* **The data**:
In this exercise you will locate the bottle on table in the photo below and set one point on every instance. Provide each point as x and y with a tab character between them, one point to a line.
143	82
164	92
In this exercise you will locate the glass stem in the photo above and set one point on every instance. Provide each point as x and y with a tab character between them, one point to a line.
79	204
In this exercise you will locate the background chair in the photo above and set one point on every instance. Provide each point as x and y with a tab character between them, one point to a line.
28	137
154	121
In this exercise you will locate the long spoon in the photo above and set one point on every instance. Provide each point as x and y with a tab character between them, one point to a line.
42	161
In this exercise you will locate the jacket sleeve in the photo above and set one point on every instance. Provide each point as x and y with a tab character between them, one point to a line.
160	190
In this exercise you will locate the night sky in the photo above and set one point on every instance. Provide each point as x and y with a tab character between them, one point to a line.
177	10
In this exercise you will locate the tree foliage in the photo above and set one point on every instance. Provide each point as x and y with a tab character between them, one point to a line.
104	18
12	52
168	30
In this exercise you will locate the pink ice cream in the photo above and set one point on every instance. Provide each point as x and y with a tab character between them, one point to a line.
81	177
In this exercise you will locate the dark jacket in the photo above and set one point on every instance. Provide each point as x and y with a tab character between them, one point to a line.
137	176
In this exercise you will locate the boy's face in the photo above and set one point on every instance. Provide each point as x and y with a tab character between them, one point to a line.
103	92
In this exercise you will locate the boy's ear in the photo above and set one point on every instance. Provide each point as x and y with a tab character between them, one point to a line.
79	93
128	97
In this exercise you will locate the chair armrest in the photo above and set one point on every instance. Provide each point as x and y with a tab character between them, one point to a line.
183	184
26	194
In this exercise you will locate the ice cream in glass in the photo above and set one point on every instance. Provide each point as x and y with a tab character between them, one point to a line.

* **Request**: Write out the whole listing exactly.

* **Exercise answer**:
In this exercise you will locate the bottle on table in the photo below and set one point on every instance. Provide each point as x and y with a tab character between them, one point to a line.
143	82
164	92
In this exercise you will locate the glass stem in the photo above and set one point on every instance. Provide each point as x and y with a tab character between them, one point to a line.
79	204
In this exercise you will locate the background chair in the photo above and set one point on every instance. Provide each point as x and y with a tab character between them, one point to a line.
28	137
154	121
In this exercise you will locate the long spoon in the photo above and set one point on every instance. Provide each point as x and y with a tab character between them, one point to a line.
42	161
In this exercise you will locate the jacket sleeve in the photo above and set one point on every instance. Provide each point as x and y with a tab character between them, one point to a line.
160	190
In this exercise you will locate the night sky in the photo above and set one point on every instance. Provide each point as x and y with a tab character between them, one point to a line.
177	10
In this exercise you will locate the tree foliage in the photo above and set one point on every instance. Provide each point as x and y with a tab character between them, one point to a line.
104	18
12	52
168	30
In this exercise you will locate the pink ice cream in the photo above and set one point on every instance. Provide each point as x and y with a tab character between them, one point to a line.
81	177
In this exercise you will locate the dark jacket in the photo above and set one point on every instance. Provide each point as x and y with a tab character between them, one point to a line.
137	176
In this exercise you will locate the boy's face in the photo above and set one point on every instance. Provide each point as x and y with a tab character between them, one point to a line.
103	92
In this exercise you will locate the boy's ear in the photo above and set one point on every instance. Provide each point as x and y with a tab character between them, one point to a line.
79	93
128	97
In this exercise you will locate the chair armrest in the photo above and set one point on every instance. Provide each point as x and y with a tab character between them, one point to a line.
183	184
26	194
In this exercise you will locate the ice cream in glass in the photo above and set one point on every instance. Provide each point as x and y with a tab character between them, one point to a line.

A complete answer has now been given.